(Requirements)
Identify every line in the rows below that contains the word "spot", and copy each such line in full.

Excerpt from a dataset
— START —

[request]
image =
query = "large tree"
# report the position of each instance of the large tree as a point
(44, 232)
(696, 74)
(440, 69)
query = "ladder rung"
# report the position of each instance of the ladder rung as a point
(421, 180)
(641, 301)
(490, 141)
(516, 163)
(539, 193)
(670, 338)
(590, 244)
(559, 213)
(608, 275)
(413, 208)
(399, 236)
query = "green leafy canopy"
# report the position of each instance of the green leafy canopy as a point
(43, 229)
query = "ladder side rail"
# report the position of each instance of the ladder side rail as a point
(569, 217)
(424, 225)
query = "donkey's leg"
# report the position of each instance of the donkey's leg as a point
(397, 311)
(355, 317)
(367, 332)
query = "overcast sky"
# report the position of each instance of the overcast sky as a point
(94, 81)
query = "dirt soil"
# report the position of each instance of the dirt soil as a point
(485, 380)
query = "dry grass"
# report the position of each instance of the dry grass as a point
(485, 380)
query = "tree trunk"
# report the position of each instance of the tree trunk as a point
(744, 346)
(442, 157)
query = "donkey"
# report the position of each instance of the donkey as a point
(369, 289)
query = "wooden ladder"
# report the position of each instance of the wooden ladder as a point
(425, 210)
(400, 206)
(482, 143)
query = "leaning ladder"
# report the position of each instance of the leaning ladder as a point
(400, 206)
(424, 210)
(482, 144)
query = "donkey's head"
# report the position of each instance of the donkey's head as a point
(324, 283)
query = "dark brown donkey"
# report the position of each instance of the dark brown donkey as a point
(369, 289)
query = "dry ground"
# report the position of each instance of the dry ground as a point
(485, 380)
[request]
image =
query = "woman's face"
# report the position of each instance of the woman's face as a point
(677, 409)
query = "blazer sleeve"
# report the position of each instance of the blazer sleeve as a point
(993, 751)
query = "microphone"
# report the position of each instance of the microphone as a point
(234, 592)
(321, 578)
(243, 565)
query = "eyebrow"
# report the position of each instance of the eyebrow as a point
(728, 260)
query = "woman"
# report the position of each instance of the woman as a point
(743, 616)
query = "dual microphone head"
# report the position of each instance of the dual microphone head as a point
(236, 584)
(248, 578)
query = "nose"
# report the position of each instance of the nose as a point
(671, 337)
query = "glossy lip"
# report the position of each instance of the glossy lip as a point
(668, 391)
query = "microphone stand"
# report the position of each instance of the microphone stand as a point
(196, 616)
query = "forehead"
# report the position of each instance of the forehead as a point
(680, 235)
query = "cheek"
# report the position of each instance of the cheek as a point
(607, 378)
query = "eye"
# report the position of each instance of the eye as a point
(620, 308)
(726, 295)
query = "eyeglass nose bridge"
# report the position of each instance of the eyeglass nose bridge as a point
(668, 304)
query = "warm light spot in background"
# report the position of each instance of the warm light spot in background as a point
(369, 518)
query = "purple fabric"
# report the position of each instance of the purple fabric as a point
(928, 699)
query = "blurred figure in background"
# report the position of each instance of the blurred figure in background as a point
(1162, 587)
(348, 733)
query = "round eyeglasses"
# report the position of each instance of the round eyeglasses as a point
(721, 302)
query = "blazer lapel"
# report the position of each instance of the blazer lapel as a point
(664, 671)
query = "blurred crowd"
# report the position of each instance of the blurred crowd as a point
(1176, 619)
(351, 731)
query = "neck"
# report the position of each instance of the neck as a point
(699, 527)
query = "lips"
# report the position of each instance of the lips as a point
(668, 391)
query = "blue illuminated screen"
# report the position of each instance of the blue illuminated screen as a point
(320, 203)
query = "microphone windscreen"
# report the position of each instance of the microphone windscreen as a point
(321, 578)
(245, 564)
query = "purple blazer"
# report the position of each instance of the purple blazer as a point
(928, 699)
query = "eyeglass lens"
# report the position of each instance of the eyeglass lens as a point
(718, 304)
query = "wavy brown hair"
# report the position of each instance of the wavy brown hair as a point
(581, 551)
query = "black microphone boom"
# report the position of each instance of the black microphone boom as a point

— END —

(Final result)
query = "warm light spot in background"
# report the position of each instance of the warm light spot in background as a point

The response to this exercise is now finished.